## To be done
Find each line in the items below that holds the string "river", matching case exactly, and copy those lines.

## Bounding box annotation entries
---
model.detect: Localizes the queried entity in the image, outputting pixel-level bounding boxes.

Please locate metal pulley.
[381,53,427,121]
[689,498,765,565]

==

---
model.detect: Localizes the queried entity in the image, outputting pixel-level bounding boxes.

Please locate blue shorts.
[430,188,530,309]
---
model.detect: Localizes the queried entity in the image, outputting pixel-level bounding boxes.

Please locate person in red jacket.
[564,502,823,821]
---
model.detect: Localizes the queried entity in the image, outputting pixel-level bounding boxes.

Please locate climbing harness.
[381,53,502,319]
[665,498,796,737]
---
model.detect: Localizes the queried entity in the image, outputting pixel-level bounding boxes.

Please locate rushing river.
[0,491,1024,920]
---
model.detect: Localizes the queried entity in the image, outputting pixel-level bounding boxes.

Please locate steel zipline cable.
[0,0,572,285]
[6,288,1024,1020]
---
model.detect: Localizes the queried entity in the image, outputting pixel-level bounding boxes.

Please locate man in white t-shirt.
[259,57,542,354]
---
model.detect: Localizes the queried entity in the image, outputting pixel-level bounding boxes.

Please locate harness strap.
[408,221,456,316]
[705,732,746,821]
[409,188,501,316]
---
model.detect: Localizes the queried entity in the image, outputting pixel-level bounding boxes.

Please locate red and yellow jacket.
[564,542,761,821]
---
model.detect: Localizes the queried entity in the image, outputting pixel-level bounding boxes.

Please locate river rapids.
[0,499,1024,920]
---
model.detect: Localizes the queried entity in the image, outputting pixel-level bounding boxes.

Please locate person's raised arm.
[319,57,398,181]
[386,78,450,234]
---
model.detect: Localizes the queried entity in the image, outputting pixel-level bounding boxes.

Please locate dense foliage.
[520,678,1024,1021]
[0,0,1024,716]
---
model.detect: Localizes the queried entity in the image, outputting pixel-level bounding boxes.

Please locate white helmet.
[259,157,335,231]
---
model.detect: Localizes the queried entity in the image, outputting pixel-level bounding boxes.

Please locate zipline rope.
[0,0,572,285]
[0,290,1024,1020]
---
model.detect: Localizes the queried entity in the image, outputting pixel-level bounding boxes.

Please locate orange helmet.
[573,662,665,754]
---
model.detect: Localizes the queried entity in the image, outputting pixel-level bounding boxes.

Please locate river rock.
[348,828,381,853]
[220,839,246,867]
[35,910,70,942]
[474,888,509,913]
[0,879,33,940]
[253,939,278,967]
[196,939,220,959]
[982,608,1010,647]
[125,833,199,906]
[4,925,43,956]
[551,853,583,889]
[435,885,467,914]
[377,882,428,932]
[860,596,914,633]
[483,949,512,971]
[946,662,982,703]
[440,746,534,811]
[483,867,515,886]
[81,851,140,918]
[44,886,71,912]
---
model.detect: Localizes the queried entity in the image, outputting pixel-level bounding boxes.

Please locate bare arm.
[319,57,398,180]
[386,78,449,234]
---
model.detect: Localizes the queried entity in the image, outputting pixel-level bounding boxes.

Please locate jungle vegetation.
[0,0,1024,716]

## Response
Please locate rushing river.
Please locate river rapids.
Please locate river rock.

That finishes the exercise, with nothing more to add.